### GOAL OF THE EXERCISE
Present the lines below as a numbered list, skipping any blank lines and leaving out the pictures.

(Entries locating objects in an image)
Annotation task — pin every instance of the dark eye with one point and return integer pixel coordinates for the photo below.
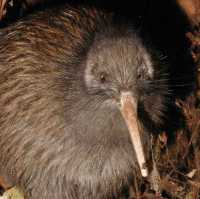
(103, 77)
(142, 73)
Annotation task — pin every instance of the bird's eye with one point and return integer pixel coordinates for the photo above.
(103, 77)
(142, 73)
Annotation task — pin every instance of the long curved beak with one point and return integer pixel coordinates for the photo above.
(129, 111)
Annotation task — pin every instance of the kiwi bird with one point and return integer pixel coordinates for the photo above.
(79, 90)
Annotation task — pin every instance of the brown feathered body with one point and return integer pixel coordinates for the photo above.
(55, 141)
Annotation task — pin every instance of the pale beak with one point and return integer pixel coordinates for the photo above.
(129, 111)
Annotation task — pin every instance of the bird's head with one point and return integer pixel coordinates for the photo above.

### FINISHED TASK
1. Annotation task — pin every instance of the dark eye with one point and return integer pixel coordinates for the photo below.
2. (103, 77)
3. (142, 73)
4. Annotation task — pin every instance of the bird's eye with one point and return integer pixel coordinates for the photo above.
5. (103, 77)
6. (142, 73)
7. Annotation task — pin every instance of the long curved beak with one point and return integer pixel coordinates for the photo above.
8. (129, 111)
9. Annotation task — pin every instance of the kiwi bird with one point and return integer pixel coordinates for the photo above.
10. (79, 90)
11. Annotation task — pin every instance of the brown feathered body with one point and return integer pixel coordinates for the photo above.
12. (55, 141)
13. Annotation task — pin every instance of the pale beak with one point and return integer pixel coordinates for the photo above.
14. (129, 111)
15. Annotation task — pin every instance of the bird's head with one point and return integer pixel coordinates for the photo above.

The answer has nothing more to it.